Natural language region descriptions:
┌──

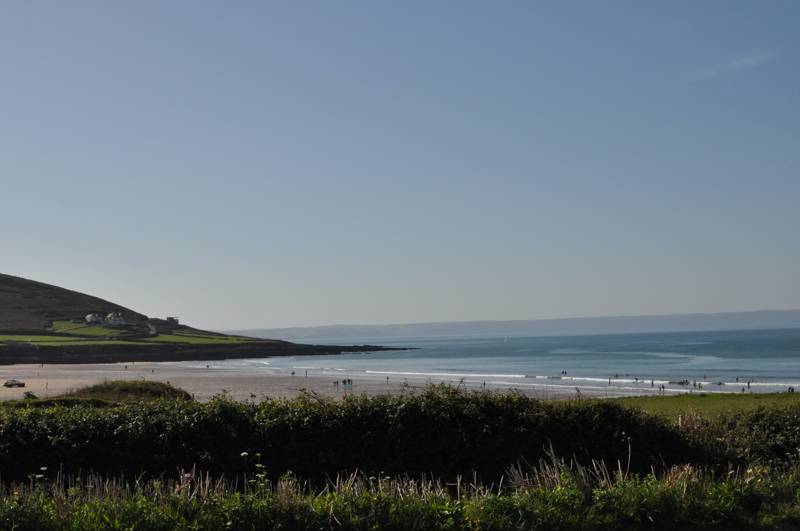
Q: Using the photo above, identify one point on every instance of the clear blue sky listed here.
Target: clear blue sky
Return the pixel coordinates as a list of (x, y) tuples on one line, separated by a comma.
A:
[(254, 164)]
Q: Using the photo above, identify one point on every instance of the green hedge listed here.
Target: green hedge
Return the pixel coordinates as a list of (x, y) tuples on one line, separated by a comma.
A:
[(678, 501), (441, 433)]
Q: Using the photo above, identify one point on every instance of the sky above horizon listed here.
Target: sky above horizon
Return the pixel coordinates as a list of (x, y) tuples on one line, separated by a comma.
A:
[(258, 164)]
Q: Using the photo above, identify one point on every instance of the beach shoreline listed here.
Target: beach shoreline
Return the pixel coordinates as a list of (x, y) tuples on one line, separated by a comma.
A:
[(204, 381)]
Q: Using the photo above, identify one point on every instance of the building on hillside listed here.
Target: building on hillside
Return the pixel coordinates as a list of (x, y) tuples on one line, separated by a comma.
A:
[(94, 318), (114, 319)]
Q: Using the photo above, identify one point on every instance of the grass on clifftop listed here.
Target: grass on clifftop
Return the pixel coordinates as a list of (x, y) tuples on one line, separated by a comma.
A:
[(708, 404)]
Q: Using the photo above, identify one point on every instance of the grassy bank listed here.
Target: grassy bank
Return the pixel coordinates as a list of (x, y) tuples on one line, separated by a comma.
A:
[(708, 404), (553, 497), (498, 461), (441, 432)]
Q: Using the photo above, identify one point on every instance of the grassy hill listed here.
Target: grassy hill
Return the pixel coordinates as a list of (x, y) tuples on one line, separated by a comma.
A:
[(29, 305), (37, 314), (40, 323)]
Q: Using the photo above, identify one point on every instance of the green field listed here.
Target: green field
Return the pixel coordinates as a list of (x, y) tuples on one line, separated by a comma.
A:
[(708, 404), (68, 333)]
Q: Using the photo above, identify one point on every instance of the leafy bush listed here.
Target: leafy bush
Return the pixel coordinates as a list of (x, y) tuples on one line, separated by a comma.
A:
[(440, 433)]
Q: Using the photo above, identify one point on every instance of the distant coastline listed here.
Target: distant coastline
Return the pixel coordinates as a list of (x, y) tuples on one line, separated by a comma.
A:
[(696, 322)]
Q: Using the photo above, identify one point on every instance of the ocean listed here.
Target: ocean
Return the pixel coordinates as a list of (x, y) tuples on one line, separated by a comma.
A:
[(606, 365)]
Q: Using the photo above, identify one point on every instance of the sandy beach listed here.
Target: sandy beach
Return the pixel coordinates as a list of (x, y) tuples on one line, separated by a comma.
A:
[(203, 383)]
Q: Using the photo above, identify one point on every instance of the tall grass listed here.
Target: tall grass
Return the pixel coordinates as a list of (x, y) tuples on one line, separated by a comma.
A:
[(554, 495)]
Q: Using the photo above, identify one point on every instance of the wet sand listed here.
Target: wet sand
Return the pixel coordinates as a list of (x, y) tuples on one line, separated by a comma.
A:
[(203, 383)]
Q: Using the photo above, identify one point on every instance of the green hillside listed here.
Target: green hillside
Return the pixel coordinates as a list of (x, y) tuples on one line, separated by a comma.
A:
[(29, 305), (37, 314)]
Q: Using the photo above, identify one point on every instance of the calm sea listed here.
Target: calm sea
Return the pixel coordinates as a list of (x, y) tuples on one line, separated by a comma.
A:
[(619, 364)]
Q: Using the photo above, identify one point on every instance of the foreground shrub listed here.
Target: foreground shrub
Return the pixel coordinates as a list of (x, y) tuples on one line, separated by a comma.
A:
[(440, 433), (681, 499)]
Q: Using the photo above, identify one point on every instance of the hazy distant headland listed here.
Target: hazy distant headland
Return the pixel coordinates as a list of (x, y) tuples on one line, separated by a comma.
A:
[(756, 320)]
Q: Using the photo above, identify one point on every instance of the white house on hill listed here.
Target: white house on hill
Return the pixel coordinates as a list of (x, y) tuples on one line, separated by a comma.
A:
[(114, 318)]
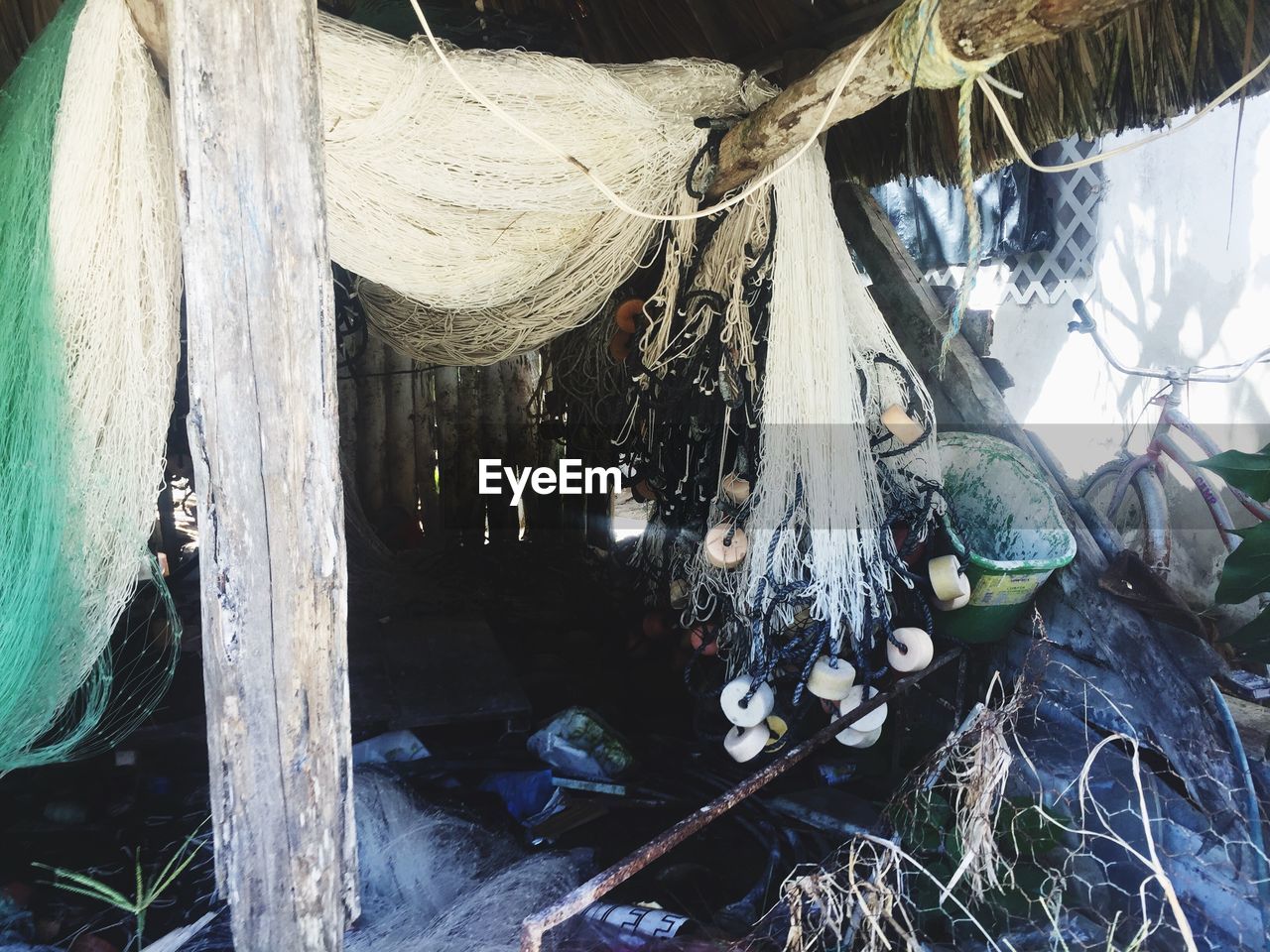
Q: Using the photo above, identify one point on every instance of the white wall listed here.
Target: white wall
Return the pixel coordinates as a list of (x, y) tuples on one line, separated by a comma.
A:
[(1169, 291)]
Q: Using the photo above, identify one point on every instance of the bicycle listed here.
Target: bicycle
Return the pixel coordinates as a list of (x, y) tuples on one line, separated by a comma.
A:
[(1143, 474)]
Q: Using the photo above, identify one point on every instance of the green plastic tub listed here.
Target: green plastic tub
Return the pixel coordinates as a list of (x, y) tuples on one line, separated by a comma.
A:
[(1014, 529)]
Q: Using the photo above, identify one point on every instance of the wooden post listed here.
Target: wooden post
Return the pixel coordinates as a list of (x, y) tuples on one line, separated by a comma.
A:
[(263, 431)]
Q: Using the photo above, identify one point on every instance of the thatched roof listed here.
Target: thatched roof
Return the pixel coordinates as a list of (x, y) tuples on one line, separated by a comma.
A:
[(1142, 67)]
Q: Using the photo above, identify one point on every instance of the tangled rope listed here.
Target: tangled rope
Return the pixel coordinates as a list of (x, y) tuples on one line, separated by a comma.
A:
[(924, 56)]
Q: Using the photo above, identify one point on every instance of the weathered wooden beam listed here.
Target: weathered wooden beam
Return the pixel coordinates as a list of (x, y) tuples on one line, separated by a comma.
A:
[(976, 30), (151, 19), (263, 431)]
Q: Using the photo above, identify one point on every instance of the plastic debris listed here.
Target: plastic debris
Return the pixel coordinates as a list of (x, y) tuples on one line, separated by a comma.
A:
[(579, 744)]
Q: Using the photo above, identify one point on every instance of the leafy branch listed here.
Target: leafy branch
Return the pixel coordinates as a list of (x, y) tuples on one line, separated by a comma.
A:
[(146, 892)]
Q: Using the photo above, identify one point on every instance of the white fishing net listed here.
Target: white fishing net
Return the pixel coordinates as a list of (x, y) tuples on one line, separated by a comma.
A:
[(435, 883), (472, 241), (116, 259)]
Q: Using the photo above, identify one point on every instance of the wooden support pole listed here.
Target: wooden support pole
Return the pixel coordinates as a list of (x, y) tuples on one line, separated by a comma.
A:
[(976, 30), (263, 431)]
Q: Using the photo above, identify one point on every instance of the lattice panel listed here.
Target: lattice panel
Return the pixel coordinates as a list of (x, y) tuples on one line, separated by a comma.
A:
[(1067, 270)]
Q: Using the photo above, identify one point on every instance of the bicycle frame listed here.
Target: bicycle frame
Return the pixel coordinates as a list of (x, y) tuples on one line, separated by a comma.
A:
[(1164, 444)]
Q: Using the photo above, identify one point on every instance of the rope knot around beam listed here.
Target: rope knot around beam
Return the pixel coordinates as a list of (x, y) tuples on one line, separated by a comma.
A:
[(922, 55)]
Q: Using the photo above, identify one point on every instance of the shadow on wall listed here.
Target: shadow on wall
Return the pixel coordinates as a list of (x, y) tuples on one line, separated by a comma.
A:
[(1169, 293), (1183, 278)]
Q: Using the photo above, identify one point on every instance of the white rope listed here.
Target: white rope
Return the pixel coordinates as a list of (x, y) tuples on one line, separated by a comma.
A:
[(472, 244), (603, 186)]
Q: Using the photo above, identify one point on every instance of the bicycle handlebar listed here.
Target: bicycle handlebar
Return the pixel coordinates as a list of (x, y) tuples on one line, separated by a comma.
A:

└──

__Task item__. If the string "sandy" is in a line of the entries, pick that line out.

__Result__.
Q: Using the photo above, identify one point on every instance of the sandy beach listed here.
Target: sandy beach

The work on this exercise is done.